Le contenu de la réforme
L’annonce concernant «les conseillers territoriaux » en lieu et place des conseillers généraux et régionaux n’est qu’un aspect de « la réforme des collectivités territoriales », sans doute le plus explicite, mais dont l’importance surgit au regard du dispositif d’ensemble que veut imposer le président de la république.
1-Il est prévu la suppression de la compétence générale permettant aux départements et régions d’intervenir dans n’importe quel domaine pourvu qu’il soit jugé d’intérêt local.
2-La répartition des nouvelles compétences entre régions et départements devra être achevée dans un délai de 12 mois après la promulgation de la nouvelle loi.
3-Il est prévu le regroupement de départements et régions.
4-Les agglomérations de 450 000 habitants auront un statut de métropoles « pour avoir un poids européen ».
5-Enfin, mesure indissociable concernant le territoire, la disparition de la « taxe professionnelle », principale source de revenu des communes, et donc une asphyxie financière organisée avec fin de toute autonomie fiscale.

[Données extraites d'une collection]
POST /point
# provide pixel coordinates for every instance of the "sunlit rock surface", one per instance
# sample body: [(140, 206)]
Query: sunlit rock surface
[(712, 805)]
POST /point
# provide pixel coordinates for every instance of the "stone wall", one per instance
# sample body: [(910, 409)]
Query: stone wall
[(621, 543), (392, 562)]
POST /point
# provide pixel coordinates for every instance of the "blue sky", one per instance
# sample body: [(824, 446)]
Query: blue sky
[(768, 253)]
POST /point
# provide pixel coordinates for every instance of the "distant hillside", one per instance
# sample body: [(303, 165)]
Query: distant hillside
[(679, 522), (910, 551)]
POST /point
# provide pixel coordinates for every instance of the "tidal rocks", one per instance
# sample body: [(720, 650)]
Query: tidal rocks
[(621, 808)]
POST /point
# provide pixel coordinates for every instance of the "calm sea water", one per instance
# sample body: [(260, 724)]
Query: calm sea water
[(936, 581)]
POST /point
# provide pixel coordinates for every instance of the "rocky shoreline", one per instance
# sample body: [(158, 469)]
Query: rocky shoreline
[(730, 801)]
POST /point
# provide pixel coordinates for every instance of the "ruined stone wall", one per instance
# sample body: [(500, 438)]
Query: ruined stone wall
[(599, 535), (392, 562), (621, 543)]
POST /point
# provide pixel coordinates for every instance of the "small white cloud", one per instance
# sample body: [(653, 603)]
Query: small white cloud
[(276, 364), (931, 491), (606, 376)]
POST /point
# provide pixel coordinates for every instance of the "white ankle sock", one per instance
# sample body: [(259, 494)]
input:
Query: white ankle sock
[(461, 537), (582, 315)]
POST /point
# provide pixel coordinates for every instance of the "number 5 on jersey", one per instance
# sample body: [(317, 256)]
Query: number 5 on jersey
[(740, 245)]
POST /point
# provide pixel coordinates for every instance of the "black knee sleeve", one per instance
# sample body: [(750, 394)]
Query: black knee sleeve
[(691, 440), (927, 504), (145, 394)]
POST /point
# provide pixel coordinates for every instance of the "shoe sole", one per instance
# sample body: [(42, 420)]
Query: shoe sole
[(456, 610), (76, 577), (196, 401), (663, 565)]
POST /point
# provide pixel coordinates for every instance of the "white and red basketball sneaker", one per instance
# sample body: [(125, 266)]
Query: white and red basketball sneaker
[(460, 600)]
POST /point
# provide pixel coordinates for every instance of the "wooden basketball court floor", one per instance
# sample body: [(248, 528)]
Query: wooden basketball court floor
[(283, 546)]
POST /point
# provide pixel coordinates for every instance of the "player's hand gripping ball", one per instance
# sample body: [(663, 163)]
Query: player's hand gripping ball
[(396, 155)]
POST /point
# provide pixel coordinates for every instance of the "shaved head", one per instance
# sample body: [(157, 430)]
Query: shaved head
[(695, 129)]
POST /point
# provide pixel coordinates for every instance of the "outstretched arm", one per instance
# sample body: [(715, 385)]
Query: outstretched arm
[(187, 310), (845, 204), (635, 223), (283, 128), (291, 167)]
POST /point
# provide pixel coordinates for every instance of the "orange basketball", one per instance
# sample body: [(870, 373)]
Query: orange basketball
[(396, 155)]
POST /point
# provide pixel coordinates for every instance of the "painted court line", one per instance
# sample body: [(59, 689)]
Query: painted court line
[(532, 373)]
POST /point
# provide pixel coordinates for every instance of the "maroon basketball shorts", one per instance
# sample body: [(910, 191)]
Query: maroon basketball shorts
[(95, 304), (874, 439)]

- Consignes:
• A. D'après le texte sur la réforme des collectivités territoriales, quel statut auront les agglomérations de 450 000 habitants ?
• B. Reprenez le texte sur la réforme des collectivités territoriales et poursuivez-le à partir de sa dernière phrase.

- Réponses aux consignes:
• A. Elles auront un statut de métropoles.

• B.
Derrière ces mesures se profile de fait la fin des départements et pour certaines, la mort des communes. Tout y concourt en effet : la fin de la compétence générale, le regroupement départements régions, la volonté de coller à l’Europe des régions avec la constitution des agglomérations, et la fin du financement en éliminant la «taxe professionnelle », principale source de revenu liée à l’établissement des industries locales. En ajoutant à cela l’affirmation du préfet de région comme le véritable patron, le préfet de département étant ramené à un rang auxiliaire dans la Réforme Générale des Politiques Publiques, on perçoit les véritables intentions gouvernementales derrière des propos compliqués à loisir.
Dans le meilleur des cas, les départements, qui n’auront plus aucune latitude pour exercer des choix politiques, perdront leur raison d’être et seront transformés en agences de l’état dont le rôle principal sera la distribution de prestations sociales. Quant aux communes certaines résisteront, mais d’autres disparaitront au profit de grandes intercommunalités construites sous l’autorité des Préfets.
Retour sur la question électorale
Avant de revenir sur la cohérence politique de cette réforme territoriale, sur les buts recherchés, et surtout sur son origine qui n’épargne personne, ni gauche, ni droite, un détour par la question électorale donne l’ampleur du débat, et des méthodes en cours sous le règne de Nicolas Sarkozy. Il est prévu que les conseillers territoriaux seront élus dans les cantons au scrutin majoritaire uninominal à un tour, 20% des sièges étant répartis à la proportionnelle.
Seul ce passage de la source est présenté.